• What you should do: Please give back only the lines below from the one containing "Query: mitsubishi logo" to the one containing "like x=126 y=253.", each repeated word for word, both ends included.

START Supplied information

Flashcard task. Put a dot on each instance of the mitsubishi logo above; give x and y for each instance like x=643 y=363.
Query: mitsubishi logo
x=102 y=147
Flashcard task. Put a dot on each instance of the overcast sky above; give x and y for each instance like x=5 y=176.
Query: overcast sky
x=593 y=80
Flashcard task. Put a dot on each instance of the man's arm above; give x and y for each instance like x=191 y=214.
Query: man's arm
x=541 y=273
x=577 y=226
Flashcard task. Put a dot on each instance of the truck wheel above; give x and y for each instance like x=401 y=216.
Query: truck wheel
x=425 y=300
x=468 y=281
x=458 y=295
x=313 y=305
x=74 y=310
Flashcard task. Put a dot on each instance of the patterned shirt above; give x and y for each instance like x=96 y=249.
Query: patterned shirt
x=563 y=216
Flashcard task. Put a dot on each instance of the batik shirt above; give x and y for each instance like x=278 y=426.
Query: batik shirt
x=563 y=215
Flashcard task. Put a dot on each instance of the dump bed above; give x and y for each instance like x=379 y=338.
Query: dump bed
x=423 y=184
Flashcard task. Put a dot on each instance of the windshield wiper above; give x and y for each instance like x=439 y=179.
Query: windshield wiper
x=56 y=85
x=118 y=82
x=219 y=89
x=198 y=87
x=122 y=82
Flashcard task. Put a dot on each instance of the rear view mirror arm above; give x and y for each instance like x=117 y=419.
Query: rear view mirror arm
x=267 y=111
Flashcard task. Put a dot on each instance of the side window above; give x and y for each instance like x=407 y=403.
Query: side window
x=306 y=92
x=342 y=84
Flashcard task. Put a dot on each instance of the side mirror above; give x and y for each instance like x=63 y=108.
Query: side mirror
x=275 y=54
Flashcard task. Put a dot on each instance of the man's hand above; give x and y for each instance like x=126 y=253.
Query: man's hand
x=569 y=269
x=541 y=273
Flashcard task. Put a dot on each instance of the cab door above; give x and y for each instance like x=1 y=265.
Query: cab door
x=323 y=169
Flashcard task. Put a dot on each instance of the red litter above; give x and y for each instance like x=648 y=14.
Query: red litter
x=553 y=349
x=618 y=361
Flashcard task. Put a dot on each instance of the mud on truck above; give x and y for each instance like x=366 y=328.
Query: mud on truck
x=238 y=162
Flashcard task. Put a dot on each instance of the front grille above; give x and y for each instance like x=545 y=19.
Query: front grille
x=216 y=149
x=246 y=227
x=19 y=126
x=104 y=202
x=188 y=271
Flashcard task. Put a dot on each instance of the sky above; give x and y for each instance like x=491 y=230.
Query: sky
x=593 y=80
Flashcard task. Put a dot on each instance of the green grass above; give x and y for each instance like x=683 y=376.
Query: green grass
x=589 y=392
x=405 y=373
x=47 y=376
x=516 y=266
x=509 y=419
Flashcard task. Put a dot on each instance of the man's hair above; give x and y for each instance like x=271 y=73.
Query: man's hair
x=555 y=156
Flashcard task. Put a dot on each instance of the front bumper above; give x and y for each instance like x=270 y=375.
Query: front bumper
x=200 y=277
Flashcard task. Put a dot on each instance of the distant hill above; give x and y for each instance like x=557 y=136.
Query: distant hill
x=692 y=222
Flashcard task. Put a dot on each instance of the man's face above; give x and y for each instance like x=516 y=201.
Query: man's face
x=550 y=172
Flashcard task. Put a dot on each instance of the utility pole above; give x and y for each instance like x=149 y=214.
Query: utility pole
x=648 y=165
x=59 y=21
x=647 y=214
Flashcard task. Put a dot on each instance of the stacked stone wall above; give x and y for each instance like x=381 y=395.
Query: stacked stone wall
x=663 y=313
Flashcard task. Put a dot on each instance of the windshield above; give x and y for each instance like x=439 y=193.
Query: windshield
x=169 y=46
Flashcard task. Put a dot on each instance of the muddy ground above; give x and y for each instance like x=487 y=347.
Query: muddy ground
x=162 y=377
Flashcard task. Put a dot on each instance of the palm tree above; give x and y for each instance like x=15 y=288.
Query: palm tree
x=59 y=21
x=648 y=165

END Supplied information

• Answer to the exercise:
Query: mitsubishi logo
x=102 y=147
Flashcard task. Put a dot on each instance of the overcast sky above; give x and y for each instance like x=5 y=176.
Query: overcast sky
x=593 y=80
Flashcard task. Put a dot on each instance of the man's arm above; give x and y for each instance like x=191 y=214.
Query: man's arm
x=541 y=273
x=577 y=226
Flashcard task. Put a dot on each instance of the truck wheel above; give x and y for each instance like x=401 y=216.
Query: truck wheel
x=425 y=300
x=468 y=281
x=458 y=295
x=313 y=305
x=74 y=310
Flashcard task. Put a dot on each instance of the patterned shirt above; give x and y for each instance like x=96 y=249.
Query: patterned shirt
x=563 y=216
Flashcard task. Put a dot on each instance of the batik shirt above; give x and y for each instance like x=278 y=426.
Query: batik shirt
x=563 y=215
Flashcard task. Put a dot on each instance of the dump bed above; give x and y for each instance like x=379 y=338.
Query: dump bed
x=423 y=184
Flashcard task. Put a dot on each instance of the windshield wiper above; give x and y for each instance like x=439 y=179.
Query: windshield wiper
x=56 y=85
x=118 y=82
x=219 y=89
x=198 y=87
x=122 y=82
Flashcard task. Put a dot on each instance of the rear view mirror arm above; give x and y for each instance like x=117 y=419.
Query: rear view mirror arm
x=267 y=111
Flashcard task. Put a dot on each instance of the side window above; give x and y for each instance like x=407 y=403.
Query: side window
x=306 y=92
x=342 y=84
Flashcard task. Put a dot on each instance of the side mirror above; give x and y for each instance like x=63 y=108.
Query: side mirror
x=275 y=54
Flashcard task. Put a dot on each instance of the man's hand above; give x and y for each instance like x=126 y=253.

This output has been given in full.